● REQUIREMENT: Type out every entry again, character for character.

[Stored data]

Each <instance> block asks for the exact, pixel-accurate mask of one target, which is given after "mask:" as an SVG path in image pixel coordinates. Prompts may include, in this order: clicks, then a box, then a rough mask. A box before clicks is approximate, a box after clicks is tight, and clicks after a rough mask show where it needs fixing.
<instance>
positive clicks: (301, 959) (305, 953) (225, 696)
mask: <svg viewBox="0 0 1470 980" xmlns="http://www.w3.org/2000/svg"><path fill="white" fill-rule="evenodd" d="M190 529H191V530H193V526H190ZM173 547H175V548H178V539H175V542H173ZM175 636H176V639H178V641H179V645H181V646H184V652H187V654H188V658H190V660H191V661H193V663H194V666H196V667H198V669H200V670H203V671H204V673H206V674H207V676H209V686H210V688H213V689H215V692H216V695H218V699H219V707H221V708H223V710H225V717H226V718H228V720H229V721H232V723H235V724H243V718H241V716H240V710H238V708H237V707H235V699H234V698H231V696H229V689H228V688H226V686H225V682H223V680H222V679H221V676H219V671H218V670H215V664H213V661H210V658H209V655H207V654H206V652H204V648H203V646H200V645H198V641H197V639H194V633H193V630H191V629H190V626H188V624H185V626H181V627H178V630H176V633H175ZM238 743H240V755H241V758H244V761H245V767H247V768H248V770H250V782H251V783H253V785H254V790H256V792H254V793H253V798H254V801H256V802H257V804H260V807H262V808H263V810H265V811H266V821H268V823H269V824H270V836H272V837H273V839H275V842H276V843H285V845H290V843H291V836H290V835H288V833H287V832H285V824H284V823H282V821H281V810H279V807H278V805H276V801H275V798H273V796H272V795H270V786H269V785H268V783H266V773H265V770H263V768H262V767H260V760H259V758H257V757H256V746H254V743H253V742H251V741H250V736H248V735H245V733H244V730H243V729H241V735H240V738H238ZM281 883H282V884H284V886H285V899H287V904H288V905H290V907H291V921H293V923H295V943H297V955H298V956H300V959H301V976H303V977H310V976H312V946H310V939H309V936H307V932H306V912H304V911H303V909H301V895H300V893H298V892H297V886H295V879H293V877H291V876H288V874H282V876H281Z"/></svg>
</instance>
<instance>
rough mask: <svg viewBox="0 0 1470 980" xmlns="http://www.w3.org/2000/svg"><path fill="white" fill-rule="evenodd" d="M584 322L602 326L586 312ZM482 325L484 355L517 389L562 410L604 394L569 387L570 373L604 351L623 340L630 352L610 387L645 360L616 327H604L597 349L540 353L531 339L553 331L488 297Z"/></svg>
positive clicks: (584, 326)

● REPLY:
Each <instance> block asks for the exact, pixel-accurate mask of one target, which is given after "mask:" as an SVG path in image pixel coordinates. Prompts may include, in this order: clicks, then a box, then a rough mask. A box before clicks is approximate, a box after clicks is tight, and clicks after a rough mask show where it needs fixing.
<instance>
positive clicks: (301, 959) (305, 953) (225, 696)
mask: <svg viewBox="0 0 1470 980" xmlns="http://www.w3.org/2000/svg"><path fill="white" fill-rule="evenodd" d="M190 529H191V530H193V526H190ZM173 547H175V548H178V539H175V542H173ZM175 636H176V639H178V641H179V645H181V646H184V652H187V654H188V658H190V660H191V661H193V663H194V666H196V667H198V669H200V670H203V671H204V673H206V674H207V676H209V686H210V688H213V689H215V692H216V695H218V699H219V707H221V708H223V710H225V717H226V718H228V720H229V721H232V723H235V724H243V718H241V716H240V710H238V708H237V707H235V699H234V698H231V696H229V689H228V688H226V686H225V682H223V680H222V679H221V676H219V671H218V670H215V664H213V661H210V658H209V655H207V654H206V652H204V648H203V646H200V645H198V641H197V639H194V633H193V630H191V629H190V626H188V624H185V626H181V627H178V630H176V633H175ZM238 743H240V755H241V758H244V761H245V767H247V768H248V770H250V782H251V783H253V785H254V790H256V792H254V793H253V798H254V801H256V802H257V804H260V807H262V808H263V810H265V811H266V821H268V823H269V824H270V836H272V837H273V839H275V842H276V843H285V845H290V843H291V836H290V835H288V833H287V832H285V824H284V823H282V821H281V810H279V807H278V805H276V801H275V798H273V796H272V795H270V786H269V785H268V783H266V773H265V770H263V768H262V767H260V760H259V758H257V757H256V746H254V743H253V742H251V741H250V736H248V735H245V733H244V730H243V729H241V735H240V738H238ZM281 883H282V884H284V886H285V899H287V904H288V905H290V907H291V921H293V923H295V943H297V955H298V956H300V959H301V976H303V977H310V976H312V946H310V939H309V936H307V932H306V912H304V911H303V909H301V895H300V893H298V892H297V886H295V879H293V877H291V876H288V874H282V876H281Z"/></svg>
</instance>
<instance>
rough mask: <svg viewBox="0 0 1470 980" xmlns="http://www.w3.org/2000/svg"><path fill="white" fill-rule="evenodd" d="M584 322L602 326L586 312ZM482 325L484 355L517 389L562 410L604 394L569 387L570 373L604 351L623 340L630 352L610 387L645 360L616 327H604L597 349L540 353L531 339L553 331L488 297Z"/></svg>
positive clicks: (584, 326)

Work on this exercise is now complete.